→ **Exercise requirements**
Each line of the listing that includes the string "point" needs to be located and copied.

/---

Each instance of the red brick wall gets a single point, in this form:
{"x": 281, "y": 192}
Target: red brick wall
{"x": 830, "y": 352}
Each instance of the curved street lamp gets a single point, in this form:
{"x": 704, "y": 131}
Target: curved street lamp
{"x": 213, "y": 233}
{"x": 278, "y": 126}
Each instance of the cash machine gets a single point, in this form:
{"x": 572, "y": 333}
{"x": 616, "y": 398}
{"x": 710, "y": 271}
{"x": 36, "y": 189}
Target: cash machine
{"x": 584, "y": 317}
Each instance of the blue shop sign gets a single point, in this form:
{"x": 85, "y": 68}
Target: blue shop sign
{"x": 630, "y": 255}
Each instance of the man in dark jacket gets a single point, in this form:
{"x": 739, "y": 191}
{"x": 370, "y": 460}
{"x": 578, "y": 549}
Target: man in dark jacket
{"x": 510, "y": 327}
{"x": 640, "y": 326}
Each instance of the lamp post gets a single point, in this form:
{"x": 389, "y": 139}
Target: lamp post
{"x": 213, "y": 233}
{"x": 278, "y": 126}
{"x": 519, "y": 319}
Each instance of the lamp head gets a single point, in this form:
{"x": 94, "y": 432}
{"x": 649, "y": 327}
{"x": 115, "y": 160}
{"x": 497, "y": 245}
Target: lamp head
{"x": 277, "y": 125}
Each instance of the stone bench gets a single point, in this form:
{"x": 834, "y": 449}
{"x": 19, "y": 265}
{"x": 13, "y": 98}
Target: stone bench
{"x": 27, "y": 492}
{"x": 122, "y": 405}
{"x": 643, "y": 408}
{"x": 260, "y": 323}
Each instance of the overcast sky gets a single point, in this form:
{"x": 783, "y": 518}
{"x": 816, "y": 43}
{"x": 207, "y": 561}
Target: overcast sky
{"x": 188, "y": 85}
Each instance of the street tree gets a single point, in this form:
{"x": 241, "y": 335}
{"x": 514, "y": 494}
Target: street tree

\---

→ **Answer**
Each instance of the red brick wall gets a single point, in this form:
Each instance of the curved street lamp gets a single point, in this form:
Each instance of the cash machine gets a single point, in this form:
Each instance of the blue shop sign gets a single point, in this form:
Each instance of the man in dark jacket gets a single point, in this form:
Each instance of the lamp post gets a single point, in this form:
Each instance of the lamp head gets a single point, in this form:
Each instance of the stone bench gets a single point, in this form:
Each instance of the overcast sky gets a single point, in this form:
Each instance of the street tree gets a single point, in this form:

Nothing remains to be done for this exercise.